Adversários na semifinal da Libertadores, Renato Portaluppi e Flamengo têm uma relação intensa, marcada por gols, títulos e polêmicas. Com quatro passagens pela Gávea, o eterno camisa 7 viveu algumas controvérsias com os flamenguistas, como a briga com Djalminha, o gol de barriga pelo Fluminense na final do Campeonato Carioca de 1995 e a recusa em ser técnico do clube em 2019. Ainda assim, o treinador do Grêmio está na lista dos grandes ídolos da história rubro-negra, principalmente pela conquista da Copa União de 1987, quando foi o destaque de uma equipe marcada por nomes como Zico, Bebeto, Andrade e Zinho.
— Ele era um jogador acima da média, espetacular. Em 1987, o Zico já estava jogando meio no sacrifício, por conta das lesões, e o Renato se sobressaiu dentro da nossa equipe. Era um ponta-direita completo, de muita força, habilidade, explosão e velocidade. Ganhava 90% das disputas no mano a mano com o lateral adversário. Na maior parte dos jogos, ele era eleito o melhor jogador em campo — relembra o ex-volante Andrade, ídolo do Flamengo e titular naquela conquista.

■ ■ ■ ■ ■ ■ ■

◆ O PEDIDO: Segundo o texto sobre Renato Portaluppi e o Flamengo, qual conquista é a principal razão de o treinador estar entre os grandes ídolos rubro-negros? A listagem não é necessária.

◆ DADOS FORNECIDOS:
■ ■ ■ ■ ■ ■ ■

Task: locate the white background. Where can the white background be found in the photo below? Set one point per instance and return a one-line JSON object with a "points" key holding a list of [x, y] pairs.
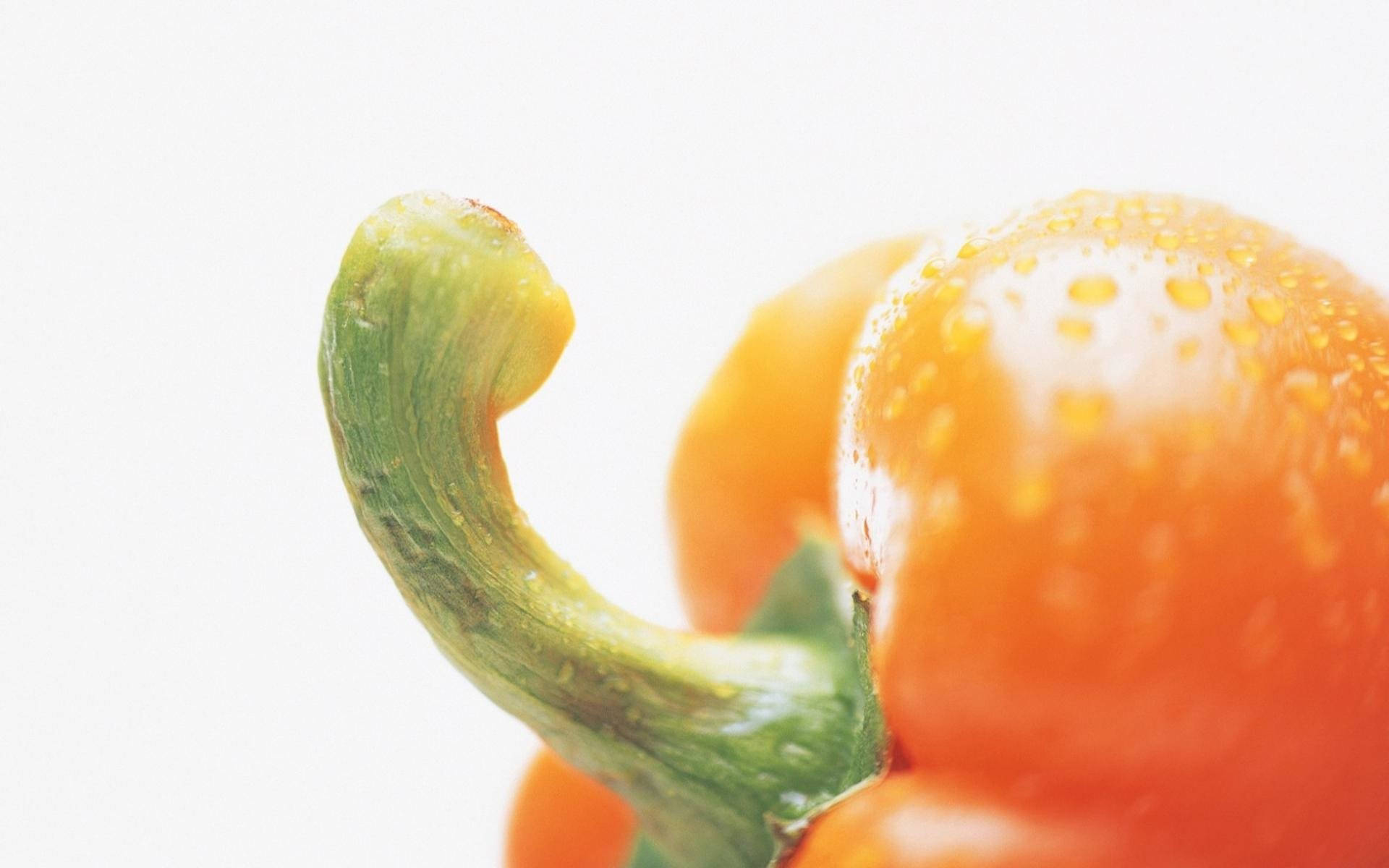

■ ■ ■ ■ ■ ■ ■

◆ RESPOSTA: A conquista da Copa União de 1987.